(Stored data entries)
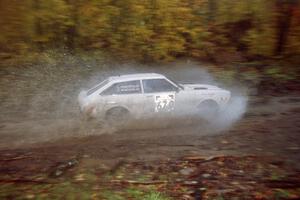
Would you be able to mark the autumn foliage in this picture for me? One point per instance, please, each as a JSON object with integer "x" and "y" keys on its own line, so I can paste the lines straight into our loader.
{"x": 152, "y": 30}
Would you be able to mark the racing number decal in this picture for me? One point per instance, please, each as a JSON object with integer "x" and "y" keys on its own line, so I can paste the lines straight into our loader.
{"x": 164, "y": 102}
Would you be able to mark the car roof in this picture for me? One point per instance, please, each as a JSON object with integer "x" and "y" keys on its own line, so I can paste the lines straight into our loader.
{"x": 138, "y": 76}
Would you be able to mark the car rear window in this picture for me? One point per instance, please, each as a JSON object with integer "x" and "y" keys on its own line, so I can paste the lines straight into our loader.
{"x": 129, "y": 87}
{"x": 97, "y": 87}
{"x": 157, "y": 85}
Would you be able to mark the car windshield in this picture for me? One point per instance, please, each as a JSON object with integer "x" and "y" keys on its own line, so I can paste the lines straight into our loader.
{"x": 97, "y": 87}
{"x": 175, "y": 83}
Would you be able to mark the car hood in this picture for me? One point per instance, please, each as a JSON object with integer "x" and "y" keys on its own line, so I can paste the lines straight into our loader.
{"x": 199, "y": 87}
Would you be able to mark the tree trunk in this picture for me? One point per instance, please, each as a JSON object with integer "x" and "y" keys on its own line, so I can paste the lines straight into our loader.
{"x": 284, "y": 18}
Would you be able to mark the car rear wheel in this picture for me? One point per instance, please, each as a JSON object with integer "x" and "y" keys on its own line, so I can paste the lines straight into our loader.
{"x": 208, "y": 110}
{"x": 117, "y": 117}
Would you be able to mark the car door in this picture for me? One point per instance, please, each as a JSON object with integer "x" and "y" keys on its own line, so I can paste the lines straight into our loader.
{"x": 160, "y": 97}
{"x": 127, "y": 94}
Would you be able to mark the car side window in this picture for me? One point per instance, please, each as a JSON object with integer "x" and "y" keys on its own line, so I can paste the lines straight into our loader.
{"x": 129, "y": 87}
{"x": 157, "y": 85}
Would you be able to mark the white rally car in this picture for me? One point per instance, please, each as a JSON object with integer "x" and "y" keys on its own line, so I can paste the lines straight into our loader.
{"x": 138, "y": 96}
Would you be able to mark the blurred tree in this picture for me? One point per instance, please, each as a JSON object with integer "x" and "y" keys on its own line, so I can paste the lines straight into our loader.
{"x": 153, "y": 30}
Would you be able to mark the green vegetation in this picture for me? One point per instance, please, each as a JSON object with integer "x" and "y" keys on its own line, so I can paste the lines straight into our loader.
{"x": 152, "y": 30}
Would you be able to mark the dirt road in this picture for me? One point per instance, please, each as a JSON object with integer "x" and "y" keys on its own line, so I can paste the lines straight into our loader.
{"x": 270, "y": 127}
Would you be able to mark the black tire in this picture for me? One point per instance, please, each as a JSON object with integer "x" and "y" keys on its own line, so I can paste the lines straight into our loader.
{"x": 117, "y": 116}
{"x": 208, "y": 110}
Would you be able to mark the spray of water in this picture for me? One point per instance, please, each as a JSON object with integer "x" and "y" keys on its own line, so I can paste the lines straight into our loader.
{"x": 39, "y": 102}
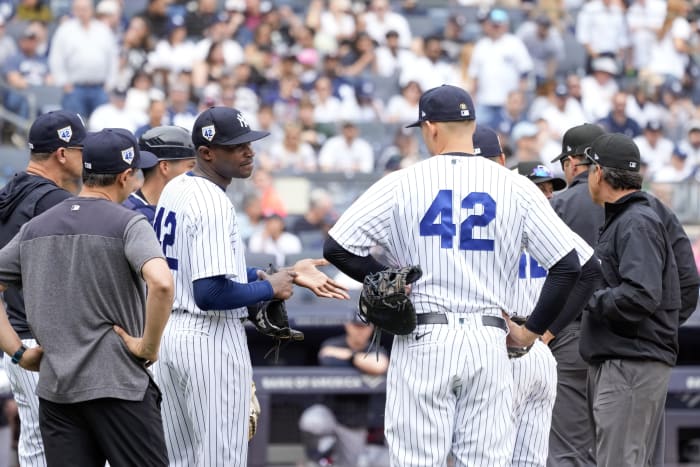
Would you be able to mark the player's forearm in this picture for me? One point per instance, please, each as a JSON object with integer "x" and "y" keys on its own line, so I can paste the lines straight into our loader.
{"x": 354, "y": 266}
{"x": 159, "y": 303}
{"x": 9, "y": 340}
{"x": 560, "y": 280}
{"x": 586, "y": 285}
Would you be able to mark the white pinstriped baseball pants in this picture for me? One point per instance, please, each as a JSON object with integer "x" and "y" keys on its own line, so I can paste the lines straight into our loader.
{"x": 204, "y": 372}
{"x": 30, "y": 449}
{"x": 535, "y": 390}
{"x": 450, "y": 391}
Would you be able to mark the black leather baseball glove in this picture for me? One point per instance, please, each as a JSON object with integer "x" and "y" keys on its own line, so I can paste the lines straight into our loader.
{"x": 384, "y": 302}
{"x": 270, "y": 318}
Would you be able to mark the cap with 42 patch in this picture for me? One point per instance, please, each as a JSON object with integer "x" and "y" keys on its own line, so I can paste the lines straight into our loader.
{"x": 223, "y": 126}
{"x": 445, "y": 103}
{"x": 53, "y": 130}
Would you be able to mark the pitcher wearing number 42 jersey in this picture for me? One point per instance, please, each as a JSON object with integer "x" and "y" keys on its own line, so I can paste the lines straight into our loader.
{"x": 462, "y": 219}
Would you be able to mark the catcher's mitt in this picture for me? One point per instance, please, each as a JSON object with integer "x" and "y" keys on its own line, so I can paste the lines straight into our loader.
{"x": 384, "y": 302}
{"x": 254, "y": 414}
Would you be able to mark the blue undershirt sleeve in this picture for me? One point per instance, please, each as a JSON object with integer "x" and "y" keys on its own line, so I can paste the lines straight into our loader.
{"x": 220, "y": 293}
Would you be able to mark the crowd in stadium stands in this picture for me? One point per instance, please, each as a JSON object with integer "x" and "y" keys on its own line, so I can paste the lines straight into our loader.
{"x": 335, "y": 81}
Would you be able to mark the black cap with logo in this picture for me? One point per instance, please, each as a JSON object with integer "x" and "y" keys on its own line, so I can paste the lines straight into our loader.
{"x": 112, "y": 151}
{"x": 616, "y": 151}
{"x": 223, "y": 126}
{"x": 539, "y": 173}
{"x": 577, "y": 139}
{"x": 486, "y": 142}
{"x": 445, "y": 103}
{"x": 53, "y": 130}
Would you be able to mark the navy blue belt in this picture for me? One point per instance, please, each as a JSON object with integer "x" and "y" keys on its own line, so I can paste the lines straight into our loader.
{"x": 441, "y": 318}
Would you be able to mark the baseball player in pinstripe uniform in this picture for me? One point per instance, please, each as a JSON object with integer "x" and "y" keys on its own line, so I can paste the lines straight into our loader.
{"x": 204, "y": 369}
{"x": 534, "y": 370}
{"x": 173, "y": 147}
{"x": 55, "y": 166}
{"x": 462, "y": 219}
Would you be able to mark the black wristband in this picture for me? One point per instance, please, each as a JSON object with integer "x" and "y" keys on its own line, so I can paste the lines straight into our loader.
{"x": 18, "y": 355}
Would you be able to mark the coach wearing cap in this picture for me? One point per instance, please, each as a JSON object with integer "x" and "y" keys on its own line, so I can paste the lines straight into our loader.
{"x": 97, "y": 254}
{"x": 629, "y": 331}
{"x": 173, "y": 147}
{"x": 52, "y": 175}
{"x": 570, "y": 440}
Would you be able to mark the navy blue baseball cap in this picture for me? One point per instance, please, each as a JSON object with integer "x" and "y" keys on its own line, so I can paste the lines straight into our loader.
{"x": 113, "y": 150}
{"x": 577, "y": 139}
{"x": 223, "y": 126}
{"x": 486, "y": 142}
{"x": 614, "y": 150}
{"x": 539, "y": 173}
{"x": 53, "y": 130}
{"x": 445, "y": 103}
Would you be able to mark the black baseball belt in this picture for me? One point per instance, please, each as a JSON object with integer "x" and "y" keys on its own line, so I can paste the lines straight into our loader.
{"x": 441, "y": 318}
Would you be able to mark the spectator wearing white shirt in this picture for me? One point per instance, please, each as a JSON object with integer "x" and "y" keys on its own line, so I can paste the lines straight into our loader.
{"x": 598, "y": 89}
{"x": 83, "y": 60}
{"x": 601, "y": 29}
{"x": 218, "y": 31}
{"x": 644, "y": 20}
{"x": 334, "y": 23}
{"x": 430, "y": 71}
{"x": 175, "y": 53}
{"x": 545, "y": 46}
{"x": 669, "y": 52}
{"x": 346, "y": 152}
{"x": 290, "y": 154}
{"x": 327, "y": 107}
{"x": 391, "y": 58}
{"x": 115, "y": 114}
{"x": 654, "y": 148}
{"x": 403, "y": 107}
{"x": 273, "y": 240}
{"x": 677, "y": 170}
{"x": 380, "y": 20}
{"x": 691, "y": 144}
{"x": 562, "y": 113}
{"x": 500, "y": 64}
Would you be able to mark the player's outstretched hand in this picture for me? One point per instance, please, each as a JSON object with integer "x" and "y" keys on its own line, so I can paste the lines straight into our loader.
{"x": 282, "y": 282}
{"x": 520, "y": 336}
{"x": 31, "y": 359}
{"x": 137, "y": 347}
{"x": 310, "y": 277}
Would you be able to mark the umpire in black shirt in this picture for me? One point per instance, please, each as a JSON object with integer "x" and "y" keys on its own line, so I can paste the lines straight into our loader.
{"x": 571, "y": 440}
{"x": 629, "y": 330}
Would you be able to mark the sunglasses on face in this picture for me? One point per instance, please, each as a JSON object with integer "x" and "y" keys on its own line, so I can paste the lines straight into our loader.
{"x": 541, "y": 172}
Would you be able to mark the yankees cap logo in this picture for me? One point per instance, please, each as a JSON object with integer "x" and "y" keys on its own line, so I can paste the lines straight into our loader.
{"x": 208, "y": 132}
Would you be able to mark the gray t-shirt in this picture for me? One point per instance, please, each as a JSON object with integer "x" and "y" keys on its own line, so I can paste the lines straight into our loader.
{"x": 80, "y": 264}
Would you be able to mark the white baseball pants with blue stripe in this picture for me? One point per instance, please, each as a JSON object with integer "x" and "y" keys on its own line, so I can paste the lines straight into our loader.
{"x": 535, "y": 389}
{"x": 450, "y": 390}
{"x": 204, "y": 372}
{"x": 30, "y": 449}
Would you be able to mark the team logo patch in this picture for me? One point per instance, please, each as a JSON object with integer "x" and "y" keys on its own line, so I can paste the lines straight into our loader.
{"x": 242, "y": 121}
{"x": 128, "y": 155}
{"x": 208, "y": 132}
{"x": 65, "y": 134}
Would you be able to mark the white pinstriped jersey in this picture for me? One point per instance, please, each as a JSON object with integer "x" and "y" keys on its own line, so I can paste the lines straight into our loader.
{"x": 463, "y": 220}
{"x": 532, "y": 276}
{"x": 197, "y": 228}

■ **TASK REQUIREMENTS**
Write out each line exactly, starting with the line that contains "Would you be able to mark the white pinstriped jersey" and stopping after the last line of the data.

■ **RESULT BELOW**
Would you be able to mark the white pinstriped jersey in this picture for me? One point per instance, please, each as a JSON object with integer "x" and "y" keys on its own line, so I can paste the lines straight into our loader.
{"x": 463, "y": 220}
{"x": 532, "y": 276}
{"x": 197, "y": 228}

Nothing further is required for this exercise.